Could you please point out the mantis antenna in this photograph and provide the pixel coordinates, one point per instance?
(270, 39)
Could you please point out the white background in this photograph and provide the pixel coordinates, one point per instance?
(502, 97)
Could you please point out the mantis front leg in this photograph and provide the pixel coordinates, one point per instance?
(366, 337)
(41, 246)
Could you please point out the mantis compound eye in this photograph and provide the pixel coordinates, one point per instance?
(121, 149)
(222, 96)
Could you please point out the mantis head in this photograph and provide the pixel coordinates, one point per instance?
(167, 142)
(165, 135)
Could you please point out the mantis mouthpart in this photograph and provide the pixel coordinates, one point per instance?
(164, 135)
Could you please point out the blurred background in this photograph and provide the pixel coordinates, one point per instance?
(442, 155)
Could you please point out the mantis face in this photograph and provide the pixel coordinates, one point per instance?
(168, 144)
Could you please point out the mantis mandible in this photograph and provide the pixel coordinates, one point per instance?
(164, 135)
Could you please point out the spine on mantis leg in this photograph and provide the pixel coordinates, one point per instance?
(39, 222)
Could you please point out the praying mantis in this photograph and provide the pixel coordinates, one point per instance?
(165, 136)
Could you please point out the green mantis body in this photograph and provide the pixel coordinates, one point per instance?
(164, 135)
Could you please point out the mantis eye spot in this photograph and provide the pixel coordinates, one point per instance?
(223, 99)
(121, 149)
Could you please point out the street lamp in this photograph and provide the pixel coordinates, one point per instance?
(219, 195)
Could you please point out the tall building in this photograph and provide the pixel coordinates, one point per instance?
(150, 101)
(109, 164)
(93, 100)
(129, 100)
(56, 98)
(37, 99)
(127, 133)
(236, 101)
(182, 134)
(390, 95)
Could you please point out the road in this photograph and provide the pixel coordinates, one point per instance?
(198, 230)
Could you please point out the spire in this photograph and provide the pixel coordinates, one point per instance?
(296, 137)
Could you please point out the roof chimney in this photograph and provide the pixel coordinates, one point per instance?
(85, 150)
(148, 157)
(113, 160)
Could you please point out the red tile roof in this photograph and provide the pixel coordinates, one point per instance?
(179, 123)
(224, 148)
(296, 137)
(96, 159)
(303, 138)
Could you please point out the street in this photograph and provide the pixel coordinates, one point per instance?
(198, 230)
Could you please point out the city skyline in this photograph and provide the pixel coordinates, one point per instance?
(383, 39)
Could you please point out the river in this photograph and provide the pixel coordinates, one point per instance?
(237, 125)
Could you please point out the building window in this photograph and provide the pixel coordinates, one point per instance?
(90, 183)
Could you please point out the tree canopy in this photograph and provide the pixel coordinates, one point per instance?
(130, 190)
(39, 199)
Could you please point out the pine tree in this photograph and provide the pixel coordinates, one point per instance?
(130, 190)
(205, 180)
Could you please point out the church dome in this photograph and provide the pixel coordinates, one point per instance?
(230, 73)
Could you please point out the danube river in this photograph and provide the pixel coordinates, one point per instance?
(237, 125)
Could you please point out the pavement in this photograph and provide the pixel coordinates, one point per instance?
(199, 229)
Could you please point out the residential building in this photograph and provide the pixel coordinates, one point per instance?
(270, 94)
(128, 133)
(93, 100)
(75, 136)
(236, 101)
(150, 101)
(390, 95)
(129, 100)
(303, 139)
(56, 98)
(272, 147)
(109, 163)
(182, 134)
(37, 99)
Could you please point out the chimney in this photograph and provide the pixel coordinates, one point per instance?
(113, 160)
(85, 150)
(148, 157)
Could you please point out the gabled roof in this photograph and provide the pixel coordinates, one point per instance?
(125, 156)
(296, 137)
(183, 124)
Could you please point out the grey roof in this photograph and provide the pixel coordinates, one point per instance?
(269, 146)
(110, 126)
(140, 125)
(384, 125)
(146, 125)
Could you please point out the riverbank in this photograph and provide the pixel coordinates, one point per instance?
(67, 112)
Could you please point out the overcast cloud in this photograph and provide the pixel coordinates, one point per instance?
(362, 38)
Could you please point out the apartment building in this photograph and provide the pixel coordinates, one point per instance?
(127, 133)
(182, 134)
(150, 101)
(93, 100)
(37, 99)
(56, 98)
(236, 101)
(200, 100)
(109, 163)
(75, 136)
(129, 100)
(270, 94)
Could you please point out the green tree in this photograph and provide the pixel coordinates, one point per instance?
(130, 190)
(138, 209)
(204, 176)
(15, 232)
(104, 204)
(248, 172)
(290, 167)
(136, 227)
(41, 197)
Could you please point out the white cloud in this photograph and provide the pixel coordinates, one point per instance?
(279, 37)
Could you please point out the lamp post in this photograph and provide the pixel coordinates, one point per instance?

━━━━━━━━━━━━━━━━━━━━

What is needed is the data above, output in full and exactly as it stands.

TASK RESPONSE:
Could you please point out the mantis antenna in this photograph and provide the pixel coordinates, one point per instance?
(270, 39)
Could you please point out the white background in this photograph and provide the pixel coordinates, one point per instance?
(502, 97)
Could you please point out the mantis front leg in this photograph and provide the pixel coordinates, one point per instance?
(366, 337)
(41, 246)
Could you please point out the mantis compound eye in this photograph and provide the pixel coordinates, one point per instance?
(121, 149)
(222, 96)
Could you please point out the mantis head in this photograph and provide the pixel coordinates, one point per instance?
(167, 142)
(165, 135)
Could you please point out the mantis mouthpart in this photograph and provide the pixel coordinates, one point per instance?
(164, 135)
Could you please point out the blurred background in this photograph and provide the pixel coordinates, one point per instance?
(442, 155)
Could you please point out the mantis face in this photograph and provide the pixel coordinates, one point per instance?
(168, 144)
Could you please point out the mantis mandible in this photograph and provide the pixel coordinates, one point per instance?
(164, 135)
Could you please point out the spine on mantis leg in this photograph and provide the pixel coordinates, one point per instance?
(39, 222)
Could you please point out the praying mantis in this photograph and provide the pixel coordinates, one point per instance?
(165, 136)
Could you please point out the green mantis body in this photograph and provide the pixel coordinates, one point per instance?
(164, 135)
Could you please point out the mantis eye spot in this photograph and provide the pixel coordinates, one point per instance?
(223, 99)
(121, 149)
Could you please point out the street lamp in this photograph and provide the pixel coordinates, one point per instance?
(219, 195)
Could you please point out the tall building in this photograph and provide the pixel coordinates, one point per instance?
(150, 101)
(109, 164)
(93, 100)
(129, 100)
(56, 98)
(37, 99)
(127, 133)
(236, 101)
(182, 134)
(390, 95)
Could you please point out the road in this photograph and provide the pixel coordinates, one point per instance?
(198, 230)
Could you please point out the spire in this photograph and provide the pixel coordinates, one point per instance?
(296, 137)
Could you please point out the roof chimney in this photograph and provide the pixel coordinates, one point per instance?
(85, 150)
(148, 157)
(113, 160)
Could you please point out the red tile roof in this photograph and provide the pixel coordinates, one point per instance?
(179, 123)
(224, 148)
(296, 137)
(96, 159)
(303, 138)
Could you please point out the street in this photograph and provide the pixel coordinates, one point per instance?
(198, 230)
Could you please point out the city skyline in this photograph and provide the pixel coordinates, one point per instance?
(383, 39)
Could you please point out the river in this photograph and provide the pixel coordinates, one point per instance?
(237, 125)
Could you please point out the building window in this photograph and provide the pixel coordinates, one point per instance?
(90, 183)
Could you please point out the tree canopy in this photograph and provide the pixel coordinates, one point per instance?
(130, 190)
(39, 199)
Could you please point out the pine tree in this photograph and provide the pixel coordinates, one point per instance?
(130, 190)
(205, 180)
Could you please point out the church dome in this photograph and provide the pixel coordinates, one point per instance?
(230, 73)
Could you please point out the danube river in this photograph and provide the pixel coordinates, one point per instance?
(237, 125)
Could you please point out the pavement in this photograph and provide the pixel coordinates, one point per instance?
(199, 229)
Could you please point out the residential building in this photograph and provide the pixel coordinates, one point per instance?
(270, 94)
(128, 133)
(93, 100)
(75, 136)
(236, 101)
(150, 101)
(390, 95)
(129, 100)
(303, 139)
(56, 98)
(272, 147)
(109, 163)
(182, 134)
(37, 99)
Could you please point out the chimney in this photograph and provide the pixel coordinates, one point per instance?
(113, 160)
(85, 150)
(148, 157)
Could you please point out the gabled roof in this photograph and provide the pixel coordinates, one point per instance?
(125, 156)
(296, 137)
(183, 124)
Could you please point out the grey roof in this photograph and provide the pixel coordinates, one point per instance?
(269, 146)
(110, 126)
(140, 125)
(384, 125)
(146, 125)
Could you please point out the riverbank in this photograph and provide the pixel coordinates, one point per instance?
(67, 112)
Could you please point out the overcast cloud in this photograph and provide the pixel coordinates, one point per instance?
(362, 38)
Could you please point out the apartment building in this photograph and provide the pixel coordinates, one point per instance?
(127, 133)
(182, 134)
(150, 101)
(93, 100)
(37, 99)
(56, 98)
(236, 101)
(200, 100)
(109, 163)
(75, 136)
(129, 100)
(270, 94)
Could you please point out the green tree in this photograph and provide the pixel coordinates, one point per instance?
(130, 190)
(138, 209)
(204, 176)
(15, 232)
(104, 204)
(248, 172)
(290, 167)
(136, 227)
(41, 197)
Could you please point out the white cloud in this photograph and provide the pixel coordinates, one point per instance?
(279, 37)
Could you please point out the lamp post in this photograph and provide the pixel coordinates, one point per instance?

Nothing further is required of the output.